== Selected excerpt
Mr. Clutch has returned.
Never one to shy away from a big game situation, Chipper Jones delivered again—proving why he’s still one of baseball’s most feared hitters.
In his season debut, Braves starter Jair Jurrjens allowed two runs, both unearned, on three hits with three walks in five innings.
Jurrjens, who was oft a victim of poor run support in 2009, suffered again with such luck last night.
But this time, thanks to Jones and the Braves’ late rally, Jurrjens was spared from recording a hard-luck loss.
The veteran Jones, who is entering his 16th season with the Braves, is no stranger to heroics.
His latest display of late-inning magic helped deflect attention away from an abysmal performance by Atlanta’s new offseason acquisition Troy Glaus.
Glaus, a former third baseman, received the strongest reaction from the hometown crowd last night with a loud chorus of boos.
Now serving as Atlanta’s new first baseman, Glaus made a costly error in the fifth inning that opened the door to two unearned runs after botching a bases-loaded grounder that bounced off his glove.
Glaus didn’t fare any better at the plate, striking out four times, including once with the bases loaded.
In the first two games of the season, the Braves’ new “big bopper” already has six punch-outs, looking overmatched and just plain ugly at the plate.
While Glaus’ struggles persist, Braves rookie phenom Jason Heyward continues to sparkle.
J-Hey stroked an RBI double to give Atlanta a 1-0 lead in the second inning, but the offense was stymied from that point on until Jones stepped to the plate in the eighth and saved the day for the Braves.
Heyward is currently batting seventh in the Braves’ lineup, but his bat has begun to make the argument that he deserves to be moved up higher in the order.
====
Work instruction A —
Copy the passage of the Braves game recap from "Never one to" up to and including "stranger to heroics.".
Work instruction B —
Answer these questions using the Braves game recap:
(i) How many innings did Jair Jurrjens pitch in his season debut?
(ii) How many times did Troy Glaus strike out last night?
(iii) Where does Jason Heyward currently bat in the Braves' lineup?
Work instruction C —
Continue the article about the Braves game from its last sentence.
== Supplied material
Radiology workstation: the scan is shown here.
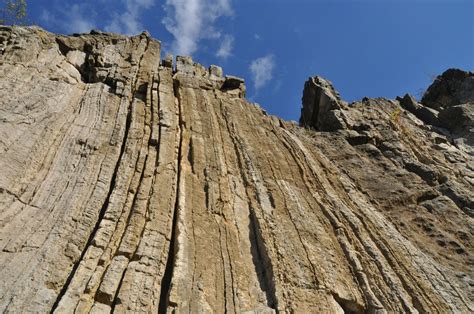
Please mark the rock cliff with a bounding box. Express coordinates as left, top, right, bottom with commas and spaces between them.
0, 27, 474, 313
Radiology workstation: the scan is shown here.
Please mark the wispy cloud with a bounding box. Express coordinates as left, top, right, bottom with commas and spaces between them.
162, 0, 233, 56
250, 54, 275, 91
216, 35, 234, 59
105, 0, 155, 35
40, 4, 96, 33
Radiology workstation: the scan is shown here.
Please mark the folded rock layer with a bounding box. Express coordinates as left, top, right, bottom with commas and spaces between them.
0, 27, 474, 313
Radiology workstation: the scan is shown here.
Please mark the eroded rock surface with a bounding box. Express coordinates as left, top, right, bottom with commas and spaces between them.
0, 27, 474, 313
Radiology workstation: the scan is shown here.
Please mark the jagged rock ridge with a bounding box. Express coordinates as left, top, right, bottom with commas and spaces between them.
0, 27, 474, 313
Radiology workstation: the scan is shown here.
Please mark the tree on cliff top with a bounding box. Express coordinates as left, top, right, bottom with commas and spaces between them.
0, 0, 26, 24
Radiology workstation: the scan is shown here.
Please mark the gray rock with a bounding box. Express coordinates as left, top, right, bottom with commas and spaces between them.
300, 76, 346, 131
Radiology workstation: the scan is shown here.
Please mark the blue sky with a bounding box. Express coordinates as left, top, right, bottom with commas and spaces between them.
28, 0, 474, 120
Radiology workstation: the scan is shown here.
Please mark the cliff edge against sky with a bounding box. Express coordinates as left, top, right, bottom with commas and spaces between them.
0, 26, 474, 313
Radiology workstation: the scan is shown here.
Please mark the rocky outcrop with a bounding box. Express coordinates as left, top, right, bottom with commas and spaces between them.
421, 69, 474, 155
0, 27, 474, 313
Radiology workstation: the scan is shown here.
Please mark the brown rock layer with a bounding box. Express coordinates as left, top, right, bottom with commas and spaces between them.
0, 27, 474, 313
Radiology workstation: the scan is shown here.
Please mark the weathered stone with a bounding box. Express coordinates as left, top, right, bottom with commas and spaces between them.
209, 65, 223, 78
421, 69, 474, 111
397, 94, 440, 126
300, 76, 346, 131
0, 27, 474, 313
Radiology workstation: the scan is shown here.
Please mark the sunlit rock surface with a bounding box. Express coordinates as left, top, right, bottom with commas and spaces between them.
0, 27, 474, 313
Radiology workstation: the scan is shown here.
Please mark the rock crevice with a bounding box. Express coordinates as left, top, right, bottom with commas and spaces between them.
0, 27, 474, 313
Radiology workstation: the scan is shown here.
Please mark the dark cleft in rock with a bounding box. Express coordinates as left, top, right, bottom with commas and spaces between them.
300, 76, 346, 131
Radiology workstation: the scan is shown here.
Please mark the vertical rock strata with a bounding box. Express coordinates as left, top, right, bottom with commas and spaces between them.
0, 27, 474, 313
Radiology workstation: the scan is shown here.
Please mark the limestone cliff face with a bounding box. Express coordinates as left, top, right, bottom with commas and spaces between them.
0, 27, 474, 313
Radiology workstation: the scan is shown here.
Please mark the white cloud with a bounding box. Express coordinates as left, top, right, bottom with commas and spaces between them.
105, 0, 155, 35
250, 54, 275, 90
162, 0, 232, 55
216, 35, 234, 59
40, 4, 95, 33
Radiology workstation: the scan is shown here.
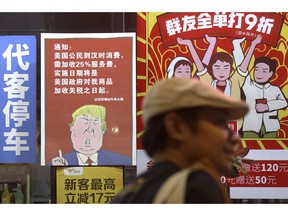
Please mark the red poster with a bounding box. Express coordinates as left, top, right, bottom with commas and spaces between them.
41, 33, 136, 166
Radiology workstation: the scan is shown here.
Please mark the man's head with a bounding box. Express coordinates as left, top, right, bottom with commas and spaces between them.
70, 105, 106, 155
143, 79, 248, 175
167, 56, 192, 79
207, 52, 233, 81
254, 57, 276, 84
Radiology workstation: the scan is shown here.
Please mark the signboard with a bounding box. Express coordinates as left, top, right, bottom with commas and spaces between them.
56, 166, 123, 204
137, 12, 288, 199
41, 33, 136, 166
0, 35, 37, 163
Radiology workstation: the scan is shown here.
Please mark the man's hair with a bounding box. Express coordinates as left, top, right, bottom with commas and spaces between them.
254, 56, 276, 73
207, 52, 233, 79
69, 104, 107, 133
142, 107, 200, 157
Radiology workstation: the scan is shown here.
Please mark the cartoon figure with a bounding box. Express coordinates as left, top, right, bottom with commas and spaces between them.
178, 35, 254, 100
242, 57, 287, 138
52, 105, 131, 166
234, 35, 287, 138
173, 35, 216, 79
167, 56, 193, 79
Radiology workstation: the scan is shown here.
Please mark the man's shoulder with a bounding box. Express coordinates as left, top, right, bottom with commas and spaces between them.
98, 150, 132, 165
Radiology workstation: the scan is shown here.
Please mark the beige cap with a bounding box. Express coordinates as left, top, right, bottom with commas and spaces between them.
142, 78, 249, 126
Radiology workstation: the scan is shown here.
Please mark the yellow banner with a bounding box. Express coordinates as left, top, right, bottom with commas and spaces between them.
56, 166, 123, 204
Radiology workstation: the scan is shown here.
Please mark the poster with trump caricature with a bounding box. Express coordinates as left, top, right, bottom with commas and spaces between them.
41, 33, 136, 166
137, 12, 288, 199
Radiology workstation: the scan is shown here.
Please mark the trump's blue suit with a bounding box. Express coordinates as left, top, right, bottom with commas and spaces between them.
63, 150, 132, 166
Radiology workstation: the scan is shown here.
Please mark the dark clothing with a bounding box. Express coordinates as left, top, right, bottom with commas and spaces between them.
111, 162, 225, 203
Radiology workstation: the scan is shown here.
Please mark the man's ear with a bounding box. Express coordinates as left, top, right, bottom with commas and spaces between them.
164, 112, 188, 141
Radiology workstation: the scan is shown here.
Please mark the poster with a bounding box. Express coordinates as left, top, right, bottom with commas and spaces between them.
====
Response A —
Never one to shy away from a big game situation, Chipper Jones delivered again—proving why he’s still one of baseball’s most feared hitters.
In his season debut, Braves starter Jair Jurrjens allowed two runs, both unearned, on three hits with three walks in five innings.
Jurrjens, who was oft a victim of poor run support in 2009, suffered again with such luck last night.
But this time, thanks to Jones and the Braves’ late rally, Jurrjens was spared from recording a hard-luck loss.
The veteran Jones, who is entering his 16th season with the Braves, is no stranger to heroics.

Response B —
(i) Five innings.
(ii) Four times.
(iii) Seventh.

Response C —
Cleanup hitter Brian McCann was intentionally walked to load the bases in the third after consecutive singles by Melky Cabrera and Martin Prado, only to see the threat come to a crashing halt when both Glaus and Yunel Escobar struck out to end the inning.
The question left in the minds of many after that failed run-scoring opportunity was would Cubs starter Ryan Dempster have still walked McCann if, say, Heyward was on deck and not Glaus?
One has to wonder.
I know it’s early, and Bobby Cox’s managerial history points to being patient, almost stubbornly so, with his perceived best-laid plans.
But if Heyward continues to soar and Glaus keeps giving at-bats away, it may serve the Braves skipper well to make an adjustment to his lineup sooner rather than later.
Unlike Glaus, another of Atlanta’s new offseason additions has gotten off to a strong start.
Billy Wagner notched the 386th save of his career—and first as a Brave—recording three strikeouts in the ninth.
Atlanta has won the first two games against Chicago in the season-opening series and goes for the sweep tonight at Turner Field.